• **Study text**:

================

Information from Washington County, NC:  A Tapestry


*** The Spruill family early history in Pea Ridge was excluded from this book for whatever
reason. Here is a some of what it contains.

from
"The Spruills--a Family of Colonial Notables." Our State magazine. August 1, 1964 by David E. Davis.

"Dr. Godfrey Spruill, patriarch of the family, was born in 1650, thirteen years before King Charles issued the celebrated Carolina Charter. A tobacco planter, surgeon and patron of the sport of kings in the Cavalier colony, he had probably heard stories from ship captains who had plied the Carolina River (Albemarle Sound) in search of hides, furs and naval stores, of the inviting forests along this body's south shore. Between 1693 and 1697 he and his wife Joanna bought land in the area and moved to Carolina. They were among the section's first white settlers.

The original Spruill grant included over a thousand acres of the south shore of Albemarle Sound and west side of Scuppernong River between Back Creek and Bunting Bay (now Bull's Bay). In this beautiful, primitive setting, called Heart's Delight by explorers a decade before, the Spruills set down their roots. Behind the high banks of the sound shore lay ridges cut here and there by quiet creeks and forested with virgin timber.

On this location about 1705 was founded Roundabout Plantation, the seat of the Tyrrell Spruills for the next century.

Unlike many of Scuppernong's colonial land barons -- the Pettigrews, Collinses and others who held land on the South Shore but whose interests lay elsewhere -- the Spruills settled in Scuppernong and began the task of clearing and exploiting the rich dark land.

Dr. Godfrey Spruill, probably one of Carolina's first medical men, became well-known throughout the struggling Albemarle Colony, being called on numerous occasions across the sound to Queen Anne's Creek, the site of present Edenton, to care for the sick. At his death the Roundabout fell to his son Samuel Spruill and then to his grandson Joseph Spruill. Around 1710 near Backlanding, the private wharves of the Roundabout, was erected Saint Paul's Chapel, one of the earliest churches in Carolina. Thirty years later Joseph Spruill gave this chapel to St. Andrew's Parish.

The Roundabout and the Spruill lands at Backlanding were the center of colonial activity in Scuppernong. Here in 1746 was erected "His Majesties Warehouse" and twenty years later Benjamin Spruill invited the county court to meet at the "big house." Subsequently he gave the land for the building of the Tyrrell Courthouse at Backlanding following the outbreak of the Revolution. Here also sailing schooners docked momentarily on their voyage from Ocracoke to Edenton.

For the next five generations Spruills played important roles in local as well as state religious and political life. Probably not many families in Carolina can boast such a continuous record of public service. Samuel Spruill served in the Provincial Assembly from 1754 until his death in 1760. His brother Joseph Spruill, an early vestryman of South Chowan Parish, was major of the county militia, magistrate and supervisor of "the King's high roads." He also served as sheriff and a member of the Assembly. It was his brother Colonel Hezekiah Spruill who was among Tyrrell's leaders in the Revolution. Benjamin Spruill, a member of the General Assembly, introduced the bill creating Martin County from Tyrrell in 1774.

Nemeniah Spruill built the first bridge across Scuppernong River near Cool Springs (now Creswell) during early colonial times. This crossing is still called Spruill's Bridge today. It opened transportation into a new territory above Creswell and Lake Phelps to settlers.

================

(Stored records)
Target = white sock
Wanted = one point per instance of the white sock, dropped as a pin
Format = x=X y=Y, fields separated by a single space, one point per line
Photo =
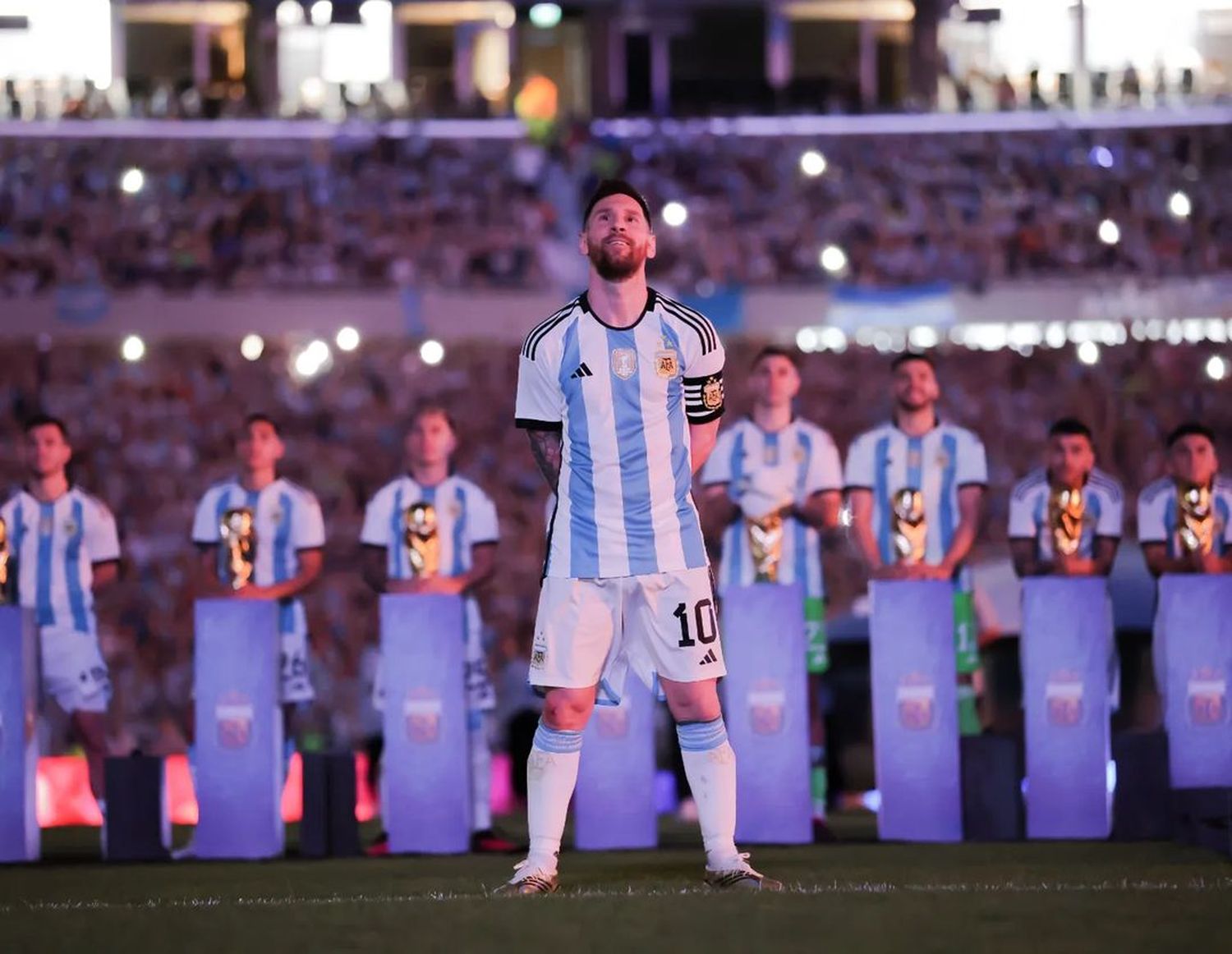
x=551 y=776
x=710 y=766
x=480 y=773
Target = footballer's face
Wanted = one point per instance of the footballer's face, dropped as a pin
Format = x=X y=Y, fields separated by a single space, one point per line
x=260 y=448
x=916 y=388
x=1192 y=460
x=431 y=440
x=1071 y=457
x=775 y=381
x=618 y=239
x=46 y=452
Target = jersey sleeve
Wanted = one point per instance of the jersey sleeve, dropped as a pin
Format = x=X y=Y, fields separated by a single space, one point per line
x=376 y=520
x=485 y=525
x=205 y=523
x=1111 y=517
x=308 y=530
x=1022 y=516
x=857 y=475
x=717 y=468
x=100 y=534
x=1152 y=517
x=825 y=468
x=972 y=466
x=540 y=403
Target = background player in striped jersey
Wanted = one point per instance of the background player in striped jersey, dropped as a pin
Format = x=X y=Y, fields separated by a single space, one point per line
x=467 y=535
x=64 y=547
x=1069 y=465
x=621 y=392
x=946 y=465
x=290 y=539
x=1193 y=467
x=776 y=466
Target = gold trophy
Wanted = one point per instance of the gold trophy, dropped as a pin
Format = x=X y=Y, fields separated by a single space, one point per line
x=1066 y=510
x=239 y=538
x=765 y=544
x=908 y=527
x=5 y=562
x=419 y=535
x=1195 y=518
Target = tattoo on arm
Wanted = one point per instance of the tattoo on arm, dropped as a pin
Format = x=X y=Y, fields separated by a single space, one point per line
x=546 y=447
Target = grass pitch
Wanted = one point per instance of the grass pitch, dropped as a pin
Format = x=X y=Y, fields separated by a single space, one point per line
x=852 y=897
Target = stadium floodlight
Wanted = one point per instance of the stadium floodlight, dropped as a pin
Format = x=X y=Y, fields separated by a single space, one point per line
x=675 y=214
x=347 y=339
x=251 y=347
x=812 y=163
x=1088 y=352
x=290 y=14
x=322 y=12
x=431 y=352
x=833 y=259
x=132 y=349
x=132 y=181
x=545 y=16
x=1101 y=157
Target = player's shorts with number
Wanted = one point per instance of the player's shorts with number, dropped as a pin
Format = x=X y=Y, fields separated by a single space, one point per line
x=593 y=631
x=73 y=670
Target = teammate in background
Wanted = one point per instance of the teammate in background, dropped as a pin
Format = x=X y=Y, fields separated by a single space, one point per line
x=1185 y=518
x=460 y=544
x=918 y=473
x=1066 y=517
x=290 y=537
x=63 y=548
x=621 y=392
x=774 y=477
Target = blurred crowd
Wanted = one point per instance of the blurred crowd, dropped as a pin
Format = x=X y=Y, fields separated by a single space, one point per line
x=973 y=209
x=150 y=438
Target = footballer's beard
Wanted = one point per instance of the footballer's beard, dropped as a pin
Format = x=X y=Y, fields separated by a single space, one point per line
x=615 y=264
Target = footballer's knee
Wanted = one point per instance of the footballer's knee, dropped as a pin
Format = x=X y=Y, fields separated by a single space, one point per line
x=568 y=709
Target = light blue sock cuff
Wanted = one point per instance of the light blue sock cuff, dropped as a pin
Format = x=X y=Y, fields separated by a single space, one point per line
x=701 y=736
x=559 y=741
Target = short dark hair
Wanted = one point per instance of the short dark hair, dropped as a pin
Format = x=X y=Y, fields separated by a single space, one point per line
x=1189 y=429
x=44 y=420
x=775 y=351
x=433 y=406
x=616 y=187
x=911 y=356
x=261 y=418
x=1071 y=428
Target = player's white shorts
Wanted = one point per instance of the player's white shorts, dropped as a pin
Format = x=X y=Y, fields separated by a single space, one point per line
x=591 y=631
x=73 y=670
x=480 y=695
x=296 y=683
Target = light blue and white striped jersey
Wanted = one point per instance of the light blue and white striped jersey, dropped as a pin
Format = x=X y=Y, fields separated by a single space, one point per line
x=286 y=520
x=1157 y=515
x=466 y=517
x=56 y=547
x=790 y=465
x=939 y=463
x=623 y=399
x=1103 y=512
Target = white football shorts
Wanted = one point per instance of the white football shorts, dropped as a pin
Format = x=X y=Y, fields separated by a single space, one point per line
x=591 y=631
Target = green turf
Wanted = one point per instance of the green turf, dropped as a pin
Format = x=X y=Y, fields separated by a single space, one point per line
x=848 y=897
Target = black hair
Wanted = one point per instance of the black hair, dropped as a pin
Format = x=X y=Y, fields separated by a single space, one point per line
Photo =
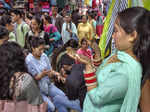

================

• **Problems to solve**:
• A. Answer these questions about the Spruill family history:
(i) In what year was Dr. Godfrey Spruill born?
(ii) What did explorers call the setting of the original Spruill grant?
(iii) Who introduced the bill creating Martin County from Tyrrell?
• B. Please carry on the Spruill family history from its final sentence.
The data above stands apart from the Spruill family history.

• **Per-task answers**:
• A.
(i) 1650
(ii) Heart's Delight
(iii) Benjamin Spruill

• B.
Two Spruills, Joseph and Benjamin, were members of the First and Second Provincial Congresses in the turbulent opening days of the Revolution. Joseph Spruill was a signer of the Halifax Resolves and was appointed a major in the battalion being gathered in Tyrrell at Lee's Mill under the leadership of Colonel Edward Buncombe. Hezekiah Spruill and Stephen Lee were appointed by the Second Provincial Congress to "receive, procure and purchase firearms for the use of the troops and to receive, maintain and repair all swords, dirks, pistols and other implements of war which have been taken by the Tories."

Like many of the hard-pressed farmers of the southern Albemarle many Spruills migrated to the Deep South and to the Mid-West. Today seldom a week passes that the Tyrrell Register of Deeds office does not receive inquiries from genealogists and researchers about this now fairly widespread name. Many take the time and expense to come to Columbia to search the county's colonial records for information about this lost generation of early Carolinians. John W. Melson of Columbia, who has for several years done research on the history of the Spruills, has uncovered most of the information known today about the family.

From 1750 until 1860 there was hardly a North Carolina General Assembly without a Spruill representing Tyrrell or neighboring Washington County.

The main branch of the Spruill family, established in Alligator by Colonel Hezekiah, remained on the north shore until the latter part of the 1800's when the place was sold and gradually passed away, much of it reclaimed by the dense forests. Only a few Tyrrell countians now bear this old name."

8888888888888888888888888888888888888888888888888888

Cont.  The Early History of Pea Ridge

"By 1830, just about all the land on the South Shore had been deeded.  In
1837, Ebenezer Pettigrew of Bonarva Plantation and Josiah Collins of Somerset
Plantation on Lake Phelps formed a joint venture to go into the silk business.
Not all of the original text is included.